**Given task:** Reproduce the records below verbatim, beginning with their first line and continuing through the line containing "top-left (0, 123), bottom-right (572, 339)", both ends included. Omit the pictures from the reproduction.

**Dataset excerpts:**

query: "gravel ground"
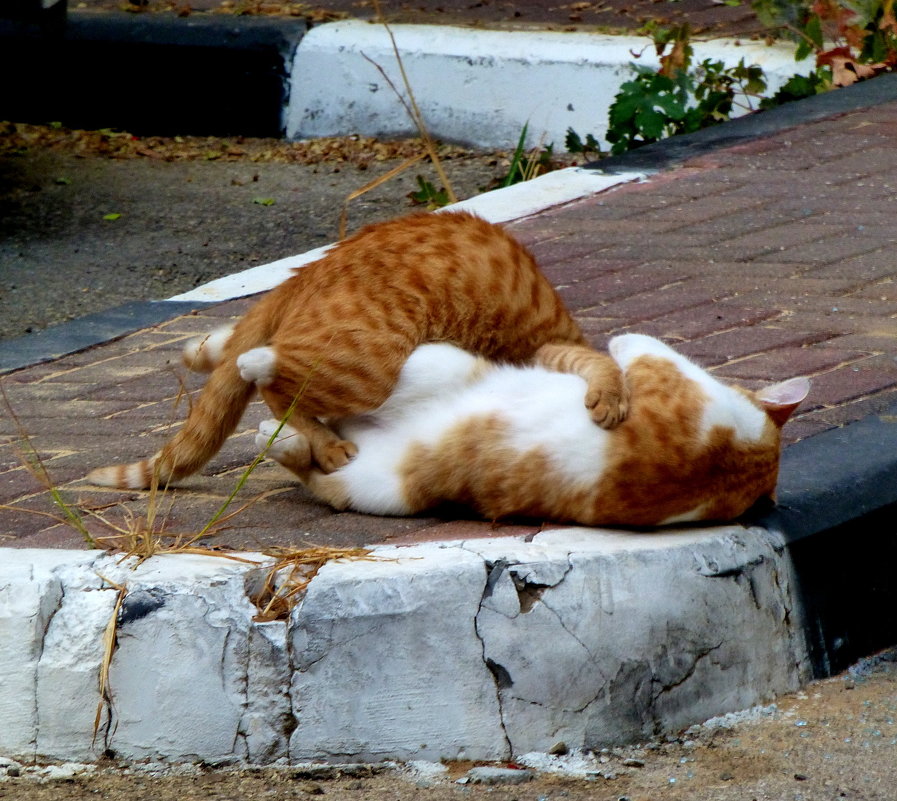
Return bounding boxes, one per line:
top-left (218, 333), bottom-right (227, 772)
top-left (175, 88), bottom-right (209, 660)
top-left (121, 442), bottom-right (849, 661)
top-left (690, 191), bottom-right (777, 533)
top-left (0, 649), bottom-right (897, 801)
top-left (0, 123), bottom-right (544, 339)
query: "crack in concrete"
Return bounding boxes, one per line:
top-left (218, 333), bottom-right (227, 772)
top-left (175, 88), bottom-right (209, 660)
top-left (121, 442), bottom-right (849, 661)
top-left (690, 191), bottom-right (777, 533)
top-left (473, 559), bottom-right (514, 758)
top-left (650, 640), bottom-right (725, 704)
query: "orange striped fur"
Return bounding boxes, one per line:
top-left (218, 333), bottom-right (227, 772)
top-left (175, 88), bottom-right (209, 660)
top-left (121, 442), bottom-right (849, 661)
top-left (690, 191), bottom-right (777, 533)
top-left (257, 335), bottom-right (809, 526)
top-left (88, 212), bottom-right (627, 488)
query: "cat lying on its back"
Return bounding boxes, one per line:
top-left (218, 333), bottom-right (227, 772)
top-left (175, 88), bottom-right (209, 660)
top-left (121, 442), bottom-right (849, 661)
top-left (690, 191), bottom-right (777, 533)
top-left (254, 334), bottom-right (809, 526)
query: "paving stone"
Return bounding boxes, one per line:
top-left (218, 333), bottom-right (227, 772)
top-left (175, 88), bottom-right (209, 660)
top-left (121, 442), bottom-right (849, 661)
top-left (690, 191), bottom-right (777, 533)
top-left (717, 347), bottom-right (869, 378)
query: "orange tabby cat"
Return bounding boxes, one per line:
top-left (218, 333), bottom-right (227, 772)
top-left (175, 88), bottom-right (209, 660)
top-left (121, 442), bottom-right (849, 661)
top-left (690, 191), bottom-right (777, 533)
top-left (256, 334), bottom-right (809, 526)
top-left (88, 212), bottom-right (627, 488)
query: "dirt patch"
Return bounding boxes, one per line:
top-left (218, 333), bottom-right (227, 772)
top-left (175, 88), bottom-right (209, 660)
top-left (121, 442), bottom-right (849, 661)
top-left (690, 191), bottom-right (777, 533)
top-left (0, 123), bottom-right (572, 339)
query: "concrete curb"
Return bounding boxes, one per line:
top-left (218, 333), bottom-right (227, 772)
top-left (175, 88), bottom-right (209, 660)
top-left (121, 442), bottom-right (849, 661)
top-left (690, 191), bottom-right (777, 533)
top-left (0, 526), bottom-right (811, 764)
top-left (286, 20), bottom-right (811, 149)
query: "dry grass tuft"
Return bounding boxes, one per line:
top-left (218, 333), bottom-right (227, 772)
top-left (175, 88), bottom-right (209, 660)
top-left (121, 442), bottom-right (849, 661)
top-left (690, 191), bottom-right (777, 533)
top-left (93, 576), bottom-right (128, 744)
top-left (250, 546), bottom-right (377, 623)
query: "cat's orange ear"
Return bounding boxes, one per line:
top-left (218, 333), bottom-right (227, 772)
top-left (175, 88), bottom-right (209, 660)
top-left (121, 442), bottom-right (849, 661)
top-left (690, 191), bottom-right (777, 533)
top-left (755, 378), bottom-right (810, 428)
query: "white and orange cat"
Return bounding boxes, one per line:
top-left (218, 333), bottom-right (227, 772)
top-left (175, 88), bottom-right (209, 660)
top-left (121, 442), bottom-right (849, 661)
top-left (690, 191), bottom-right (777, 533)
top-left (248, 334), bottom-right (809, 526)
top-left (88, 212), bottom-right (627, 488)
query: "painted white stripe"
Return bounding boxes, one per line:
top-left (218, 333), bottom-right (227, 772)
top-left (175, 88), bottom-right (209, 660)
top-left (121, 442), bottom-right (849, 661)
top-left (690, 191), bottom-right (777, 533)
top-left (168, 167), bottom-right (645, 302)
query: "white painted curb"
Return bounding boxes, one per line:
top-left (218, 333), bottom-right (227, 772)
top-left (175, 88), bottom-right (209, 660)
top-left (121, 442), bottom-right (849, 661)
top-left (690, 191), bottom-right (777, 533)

**Answer to this task:**
query: "gravel ground"
Return bounding boxes, one per line:
top-left (218, 333), bottom-right (227, 772)
top-left (175, 88), bottom-right (209, 660)
top-left (121, 442), bottom-right (849, 661)
top-left (690, 191), bottom-right (777, 533)
top-left (0, 649), bottom-right (897, 801)
top-left (0, 123), bottom-right (544, 339)
query: "crack in concrete"
Return bounding boxes, one per line:
top-left (218, 333), bottom-right (227, 772)
top-left (175, 88), bottom-right (209, 660)
top-left (121, 442), bottom-right (849, 661)
top-left (690, 191), bottom-right (777, 533)
top-left (473, 559), bottom-right (514, 758)
top-left (650, 640), bottom-right (725, 704)
query: "orange striped fur"
Return bounding boxes, one per line:
top-left (218, 333), bottom-right (227, 772)
top-left (175, 88), bottom-right (209, 660)
top-left (121, 442), bottom-right (849, 661)
top-left (690, 191), bottom-right (777, 533)
top-left (257, 335), bottom-right (809, 526)
top-left (88, 212), bottom-right (627, 488)
query: "cat lying on its back"
Return bounding boxes, one per line:
top-left (218, 333), bottom-right (227, 772)
top-left (175, 88), bottom-right (209, 660)
top-left (121, 442), bottom-right (849, 661)
top-left (690, 191), bottom-right (777, 533)
top-left (254, 334), bottom-right (809, 526)
query: "paving stone"
Return bounding boxes, one per line:
top-left (218, 333), bottom-right (227, 772)
top-left (175, 88), bottom-right (209, 660)
top-left (121, 442), bottom-right (849, 661)
top-left (690, 191), bottom-right (777, 533)
top-left (717, 347), bottom-right (869, 378)
query: "orange tabby cat"
Return bounding boxes, one per line:
top-left (218, 333), bottom-right (227, 772)
top-left (175, 88), bottom-right (209, 660)
top-left (121, 442), bottom-right (849, 661)
top-left (690, 191), bottom-right (777, 533)
top-left (256, 334), bottom-right (809, 526)
top-left (88, 212), bottom-right (627, 488)
query: "dirt patch"
Return bounding boxes, one per line:
top-left (218, 333), bottom-right (227, 772)
top-left (175, 88), bottom-right (209, 660)
top-left (121, 442), bottom-right (849, 661)
top-left (690, 191), bottom-right (777, 533)
top-left (0, 123), bottom-right (572, 339)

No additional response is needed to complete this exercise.